As activists and workers push to raise the minimum wage in communities and states across the country, one business organization is advancing a different approach.

The Job Creators Network presents its “Fight for 50” campaign as a more business-friendly alternative to the “Fight for 15” movement that promotes a $15 minimum wage that many small businesses claim they cannot pay. Instead of raising minimum wage salaries, “Fight for 50” focuses on getting low-wage workers the training necessary to apply for jobs that pay $50,000 per year.

Alfredo Ortiz, president and CEO of the Job Creators Network, called the effort to increase the minimum wage “a misguided mandate.”

“We are working on the wrong issue. Instead of fighting to raise the floor, we should be raising the ceilings of these folks that are in these entry-level jobs,” he said.

According to Ortiz, only about 400,000 workers 25 or older are currently making minimum wage, so the portion of society that truly needs the increase is small compared to its potential negative impact on businesses.

- _Information supplied_

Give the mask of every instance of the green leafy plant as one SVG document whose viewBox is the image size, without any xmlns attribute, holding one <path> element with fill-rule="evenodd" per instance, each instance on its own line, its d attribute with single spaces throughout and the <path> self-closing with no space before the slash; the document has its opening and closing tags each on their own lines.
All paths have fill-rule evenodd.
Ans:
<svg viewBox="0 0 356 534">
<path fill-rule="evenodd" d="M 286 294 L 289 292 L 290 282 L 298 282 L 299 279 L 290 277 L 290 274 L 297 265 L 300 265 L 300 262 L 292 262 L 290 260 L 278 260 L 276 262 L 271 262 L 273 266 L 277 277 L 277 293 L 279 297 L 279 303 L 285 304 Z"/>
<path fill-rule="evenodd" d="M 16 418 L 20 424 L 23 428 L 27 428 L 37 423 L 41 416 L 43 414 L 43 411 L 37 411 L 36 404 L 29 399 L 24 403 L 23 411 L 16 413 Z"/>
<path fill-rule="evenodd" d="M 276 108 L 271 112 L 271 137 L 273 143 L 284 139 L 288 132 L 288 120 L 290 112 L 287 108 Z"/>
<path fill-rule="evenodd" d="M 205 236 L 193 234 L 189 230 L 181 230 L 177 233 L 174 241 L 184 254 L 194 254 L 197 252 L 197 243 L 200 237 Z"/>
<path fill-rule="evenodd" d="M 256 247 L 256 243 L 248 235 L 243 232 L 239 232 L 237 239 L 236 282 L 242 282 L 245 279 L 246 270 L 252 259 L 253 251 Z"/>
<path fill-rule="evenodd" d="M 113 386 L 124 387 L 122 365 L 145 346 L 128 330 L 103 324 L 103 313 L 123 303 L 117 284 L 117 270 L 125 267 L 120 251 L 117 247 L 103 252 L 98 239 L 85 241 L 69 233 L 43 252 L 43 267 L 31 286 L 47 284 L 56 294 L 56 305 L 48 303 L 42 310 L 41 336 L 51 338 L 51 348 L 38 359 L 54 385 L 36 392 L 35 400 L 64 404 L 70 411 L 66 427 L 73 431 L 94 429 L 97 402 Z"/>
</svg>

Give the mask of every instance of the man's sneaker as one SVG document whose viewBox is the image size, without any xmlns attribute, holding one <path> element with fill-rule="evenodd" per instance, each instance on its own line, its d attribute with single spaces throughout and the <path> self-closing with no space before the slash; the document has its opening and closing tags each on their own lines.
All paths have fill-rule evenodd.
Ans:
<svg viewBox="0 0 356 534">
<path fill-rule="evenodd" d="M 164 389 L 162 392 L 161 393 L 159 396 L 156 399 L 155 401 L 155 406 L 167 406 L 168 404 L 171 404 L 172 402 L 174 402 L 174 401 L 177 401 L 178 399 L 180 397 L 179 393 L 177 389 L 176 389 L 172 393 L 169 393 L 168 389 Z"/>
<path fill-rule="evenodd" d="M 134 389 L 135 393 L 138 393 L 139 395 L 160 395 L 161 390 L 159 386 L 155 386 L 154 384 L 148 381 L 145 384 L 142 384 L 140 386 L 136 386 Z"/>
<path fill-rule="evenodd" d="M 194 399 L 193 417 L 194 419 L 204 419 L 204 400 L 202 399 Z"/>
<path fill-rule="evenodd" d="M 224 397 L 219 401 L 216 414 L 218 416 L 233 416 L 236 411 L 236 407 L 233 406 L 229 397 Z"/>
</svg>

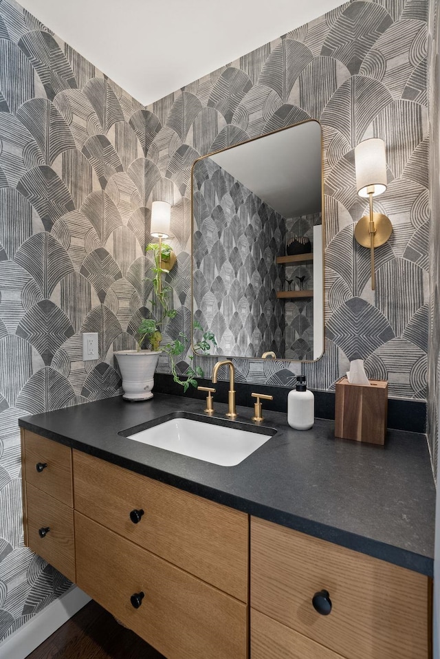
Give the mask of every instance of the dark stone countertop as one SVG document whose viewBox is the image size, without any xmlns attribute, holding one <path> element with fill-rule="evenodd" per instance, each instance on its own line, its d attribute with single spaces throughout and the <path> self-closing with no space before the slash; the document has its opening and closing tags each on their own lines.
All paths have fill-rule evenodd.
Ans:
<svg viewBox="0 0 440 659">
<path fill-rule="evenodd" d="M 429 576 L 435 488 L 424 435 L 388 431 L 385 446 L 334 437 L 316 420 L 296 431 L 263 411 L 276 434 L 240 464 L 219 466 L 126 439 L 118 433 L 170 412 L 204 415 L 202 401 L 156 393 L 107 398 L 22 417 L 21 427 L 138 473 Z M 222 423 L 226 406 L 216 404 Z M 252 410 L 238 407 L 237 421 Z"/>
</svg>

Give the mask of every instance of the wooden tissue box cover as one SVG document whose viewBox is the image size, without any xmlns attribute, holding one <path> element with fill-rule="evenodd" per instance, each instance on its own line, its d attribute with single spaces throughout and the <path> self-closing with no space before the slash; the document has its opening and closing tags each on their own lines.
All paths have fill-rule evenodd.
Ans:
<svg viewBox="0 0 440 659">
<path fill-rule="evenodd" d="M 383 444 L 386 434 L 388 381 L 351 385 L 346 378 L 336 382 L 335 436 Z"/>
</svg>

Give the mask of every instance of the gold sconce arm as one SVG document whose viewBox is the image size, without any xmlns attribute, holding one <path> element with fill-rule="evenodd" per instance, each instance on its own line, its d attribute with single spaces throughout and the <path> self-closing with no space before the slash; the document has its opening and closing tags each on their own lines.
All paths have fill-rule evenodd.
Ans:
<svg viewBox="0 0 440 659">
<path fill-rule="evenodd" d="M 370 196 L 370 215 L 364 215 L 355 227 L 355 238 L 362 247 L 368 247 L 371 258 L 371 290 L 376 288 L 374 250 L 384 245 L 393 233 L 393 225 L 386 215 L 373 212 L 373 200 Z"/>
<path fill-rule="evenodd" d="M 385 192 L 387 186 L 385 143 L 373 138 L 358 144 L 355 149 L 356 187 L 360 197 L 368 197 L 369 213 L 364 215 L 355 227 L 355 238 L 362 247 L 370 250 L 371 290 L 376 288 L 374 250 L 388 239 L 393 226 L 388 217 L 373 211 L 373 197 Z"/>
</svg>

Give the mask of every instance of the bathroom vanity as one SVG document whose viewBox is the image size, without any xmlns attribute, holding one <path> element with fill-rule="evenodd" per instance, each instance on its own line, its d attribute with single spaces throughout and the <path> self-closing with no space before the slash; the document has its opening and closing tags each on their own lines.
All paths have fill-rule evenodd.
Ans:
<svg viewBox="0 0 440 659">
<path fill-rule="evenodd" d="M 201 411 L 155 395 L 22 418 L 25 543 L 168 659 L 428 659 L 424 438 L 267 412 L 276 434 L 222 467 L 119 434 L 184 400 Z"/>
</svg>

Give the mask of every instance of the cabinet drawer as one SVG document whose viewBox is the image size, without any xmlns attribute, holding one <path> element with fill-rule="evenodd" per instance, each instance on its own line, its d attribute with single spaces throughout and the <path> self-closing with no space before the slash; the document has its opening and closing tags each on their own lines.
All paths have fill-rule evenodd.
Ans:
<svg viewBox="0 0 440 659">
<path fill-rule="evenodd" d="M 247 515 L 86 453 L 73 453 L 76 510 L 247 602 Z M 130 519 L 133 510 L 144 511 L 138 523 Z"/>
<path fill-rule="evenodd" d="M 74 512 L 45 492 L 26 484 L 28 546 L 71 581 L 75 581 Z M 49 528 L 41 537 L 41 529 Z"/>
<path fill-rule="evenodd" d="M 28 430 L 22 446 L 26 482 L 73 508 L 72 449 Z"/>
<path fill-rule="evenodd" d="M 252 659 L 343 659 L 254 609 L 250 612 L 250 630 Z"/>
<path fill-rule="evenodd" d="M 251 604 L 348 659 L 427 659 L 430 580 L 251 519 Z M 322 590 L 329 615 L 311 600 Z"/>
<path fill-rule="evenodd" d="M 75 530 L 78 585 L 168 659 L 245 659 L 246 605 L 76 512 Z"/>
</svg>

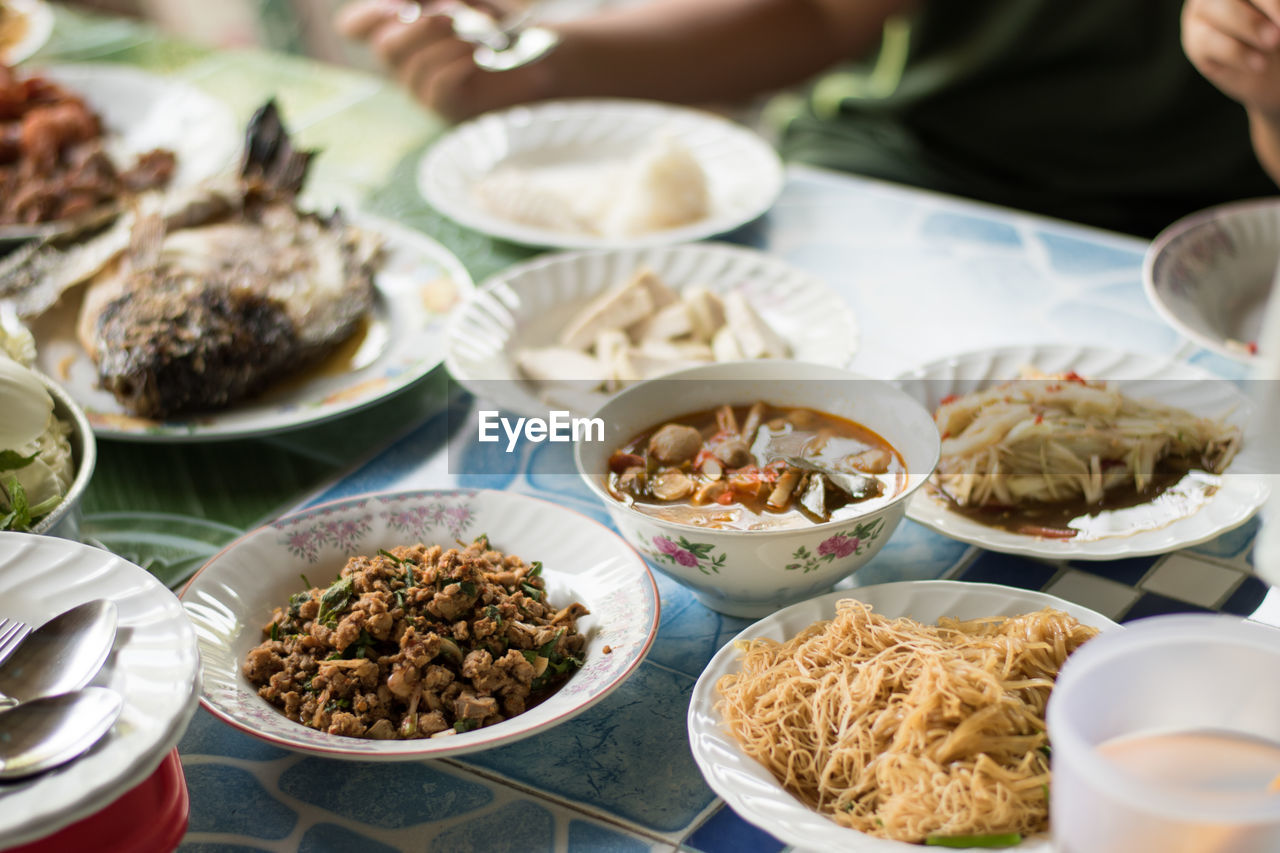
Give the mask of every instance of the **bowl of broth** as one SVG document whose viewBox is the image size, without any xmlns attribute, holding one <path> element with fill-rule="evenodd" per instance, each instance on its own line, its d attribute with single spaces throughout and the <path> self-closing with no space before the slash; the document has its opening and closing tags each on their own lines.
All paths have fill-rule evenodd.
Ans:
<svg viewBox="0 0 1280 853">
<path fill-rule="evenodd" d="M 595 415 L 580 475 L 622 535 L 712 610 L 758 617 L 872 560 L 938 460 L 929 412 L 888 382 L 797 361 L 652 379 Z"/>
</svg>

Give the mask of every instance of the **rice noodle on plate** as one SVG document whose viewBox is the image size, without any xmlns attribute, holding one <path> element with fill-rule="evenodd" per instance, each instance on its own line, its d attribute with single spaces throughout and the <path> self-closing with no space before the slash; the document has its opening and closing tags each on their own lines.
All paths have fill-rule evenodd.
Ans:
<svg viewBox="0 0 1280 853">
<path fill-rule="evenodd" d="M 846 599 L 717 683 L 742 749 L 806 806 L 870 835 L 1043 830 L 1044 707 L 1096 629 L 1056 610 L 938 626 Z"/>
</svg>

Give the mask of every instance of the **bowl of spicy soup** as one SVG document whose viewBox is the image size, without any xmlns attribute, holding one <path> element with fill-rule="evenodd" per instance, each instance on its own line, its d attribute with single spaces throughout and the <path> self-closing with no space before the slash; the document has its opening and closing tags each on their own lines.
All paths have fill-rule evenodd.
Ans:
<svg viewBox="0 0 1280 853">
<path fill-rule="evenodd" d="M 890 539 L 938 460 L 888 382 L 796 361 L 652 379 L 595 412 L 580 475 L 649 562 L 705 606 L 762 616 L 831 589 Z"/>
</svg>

- _What to do_
1. Set down the passage on the "Fight for 50" campaign verbatim, starting at "The Job Creators Network presents" and ending at "pay $50,000 per year.".
2. Extract from the records the lines starting at the line that contains "Give the mask of every instance of the cabinet" and ending at the line that contains "252 659 L 343", both included, and reproduce them verbatim.

- _Answers_
1.
The Job Creators Network presents its “Fight for 50” campaign as a more business-friendly alternative to the “Fight for 15” movement that promotes a $15 minimum wage that many small businesses claim they cannot pay. Instead of raising minimum wage salaries, “Fight for 50” focuses on getting low-wage workers the training necessary to apply for jobs that pay $50,000 per year.

2.
Give the mask of every instance of the cabinet drawer as one SVG document whose viewBox is the image size, without any xmlns attribute, holding one <path> element with fill-rule="evenodd" per instance, each instance on its own line, its d attribute with single spaces throughout and the <path> self-closing with no space before the slash; the document has its opening and closing tags each on their own lines.
All paths have fill-rule evenodd.
Ans:
<svg viewBox="0 0 440 659">
<path fill-rule="evenodd" d="M 247 515 L 86 453 L 73 453 L 76 510 L 247 602 Z M 130 519 L 133 510 L 144 511 L 138 523 Z"/>
<path fill-rule="evenodd" d="M 74 512 L 45 492 L 26 484 L 28 546 L 71 581 L 75 581 Z M 49 528 L 41 537 L 41 529 Z"/>
<path fill-rule="evenodd" d="M 28 430 L 22 446 L 26 482 L 73 508 L 72 449 Z"/>
<path fill-rule="evenodd" d="M 252 659 L 343 659 L 254 609 L 250 612 L 250 630 Z"/>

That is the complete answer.